_WORK REQUEST:_
Extend the commentary on the Minneapolis police and the need for a community-backed plan, starting right after its last sentence.

_TEXT PROVIDED:_
▬▬▬▬▬▬
Just when you thought it can’t get worse…

This kind of situation Minneapolis police are facing is similar to what many city police departments are facing across our land.

In short, what is needed is a PLAN developed in conjunction with police, elected officials and community leaders; a plan developed with community input, is visible and understood, and a plan in which most of the community has an interest and a “buy-in.”

Citizens must know the plan is important to them and what it contains. Then the community needs to stand with the police and be able to monitor the progress and help the police. That’s the way forward.

The 3rd Police Precinct is where the death of George Floyd occurred on May 25th. This resulted in fires and looting in the area. The City Council first voted to eliminate, not just de-fund the police department and start anew. It seems now that elimination is off the table.
▬▬▬▬▬▬
_EXTRACTED INFORMATION:_
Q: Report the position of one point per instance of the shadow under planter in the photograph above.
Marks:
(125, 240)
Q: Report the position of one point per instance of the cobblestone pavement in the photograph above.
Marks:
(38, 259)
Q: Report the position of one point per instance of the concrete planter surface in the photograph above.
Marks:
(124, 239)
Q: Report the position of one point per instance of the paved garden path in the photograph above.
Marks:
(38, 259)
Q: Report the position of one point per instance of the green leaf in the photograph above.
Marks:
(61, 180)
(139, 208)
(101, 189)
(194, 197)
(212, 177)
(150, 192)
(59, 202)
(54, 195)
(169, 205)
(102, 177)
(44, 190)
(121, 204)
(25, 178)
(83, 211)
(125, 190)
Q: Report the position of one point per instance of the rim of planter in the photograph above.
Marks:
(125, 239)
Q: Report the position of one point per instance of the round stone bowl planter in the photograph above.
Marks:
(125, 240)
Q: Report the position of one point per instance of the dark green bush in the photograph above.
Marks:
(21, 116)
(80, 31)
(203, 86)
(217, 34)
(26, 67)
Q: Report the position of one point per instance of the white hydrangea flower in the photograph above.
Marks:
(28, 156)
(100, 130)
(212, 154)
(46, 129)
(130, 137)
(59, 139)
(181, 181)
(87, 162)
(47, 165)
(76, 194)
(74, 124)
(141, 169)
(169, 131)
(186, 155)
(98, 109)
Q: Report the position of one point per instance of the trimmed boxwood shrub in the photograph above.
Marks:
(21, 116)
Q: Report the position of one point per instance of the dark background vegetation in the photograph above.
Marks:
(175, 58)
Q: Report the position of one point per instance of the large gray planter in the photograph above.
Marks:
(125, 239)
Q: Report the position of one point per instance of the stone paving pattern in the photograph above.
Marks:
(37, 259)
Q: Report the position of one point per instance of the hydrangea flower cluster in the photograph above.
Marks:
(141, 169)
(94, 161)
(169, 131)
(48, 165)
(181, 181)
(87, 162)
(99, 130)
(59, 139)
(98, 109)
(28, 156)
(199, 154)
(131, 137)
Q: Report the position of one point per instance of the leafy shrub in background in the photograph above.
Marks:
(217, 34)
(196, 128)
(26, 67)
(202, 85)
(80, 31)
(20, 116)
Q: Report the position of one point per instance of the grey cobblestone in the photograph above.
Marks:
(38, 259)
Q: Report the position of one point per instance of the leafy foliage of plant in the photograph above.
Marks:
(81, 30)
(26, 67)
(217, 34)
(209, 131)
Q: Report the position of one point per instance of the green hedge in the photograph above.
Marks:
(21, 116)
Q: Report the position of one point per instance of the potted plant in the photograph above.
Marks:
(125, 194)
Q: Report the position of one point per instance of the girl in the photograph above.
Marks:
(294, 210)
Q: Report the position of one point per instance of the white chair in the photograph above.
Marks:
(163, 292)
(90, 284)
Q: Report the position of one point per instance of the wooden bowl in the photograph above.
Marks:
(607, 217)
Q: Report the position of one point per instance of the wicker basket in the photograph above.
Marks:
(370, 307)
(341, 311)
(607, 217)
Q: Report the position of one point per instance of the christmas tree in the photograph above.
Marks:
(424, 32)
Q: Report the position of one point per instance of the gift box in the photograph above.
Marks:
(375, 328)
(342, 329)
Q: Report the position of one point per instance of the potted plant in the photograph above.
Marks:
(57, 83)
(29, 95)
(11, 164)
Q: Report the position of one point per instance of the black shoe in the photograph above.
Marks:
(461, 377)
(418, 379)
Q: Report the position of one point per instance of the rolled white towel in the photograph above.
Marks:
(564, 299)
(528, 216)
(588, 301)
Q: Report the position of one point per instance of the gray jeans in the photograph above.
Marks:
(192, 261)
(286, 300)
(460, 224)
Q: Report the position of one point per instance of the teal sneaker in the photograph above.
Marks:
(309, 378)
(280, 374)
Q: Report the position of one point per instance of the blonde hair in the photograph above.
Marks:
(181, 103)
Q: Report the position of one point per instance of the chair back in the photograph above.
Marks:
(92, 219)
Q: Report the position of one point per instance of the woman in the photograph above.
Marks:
▬▬▬▬▬▬
_OUTPUT BELOW:_
The trial of the officers involved in Floyd’s death will soon begin along with the possibility that a number of citizens will not agree with the verdict.

A contentious national election in scheduled in November.

The crisis continues as the police commander in the 3rd Precinct noted to a local business owner:

— 30% reduction in street officers since May.

— Over $1 million in budget cuts.

— 17 Community Service Officers (CSOs) furloughed.

— Current recruit and cadet classes cancelled.

— A spike in shootings and homicides.

Here’s a recent article from a local news station:

“Reinforcements Aren’t Coming Any Time Soon…”

Syndicated Local – WCCO | CBS Minnesota, Sept. 18, 2020

MINNEAPOLIS (WCCO) — “There’s no long-term plan, and reinforcements aren’t coming anytime soon.

“That’s what the head of the Minneapolis Police Department’s 3rd Precinct said in an email to a business owner who shared that his employees are scared to go to work.

“The neighborhood block of shops near East 48th Street and Chicago Avenue has felt the impact of recent crime…

“Surveillance video shows a group accused of robbing Chad Stamps’ wife inside her gift shop, 14 Hill, during the lunch hour earlier this month.

“’So they stole our car, stole our wallet, checkbook, everything’…

“’I’m scared for my coworkers, but it’s worrisome to see people that I care about just kind of in a dangerous area,’ Hrubesky said.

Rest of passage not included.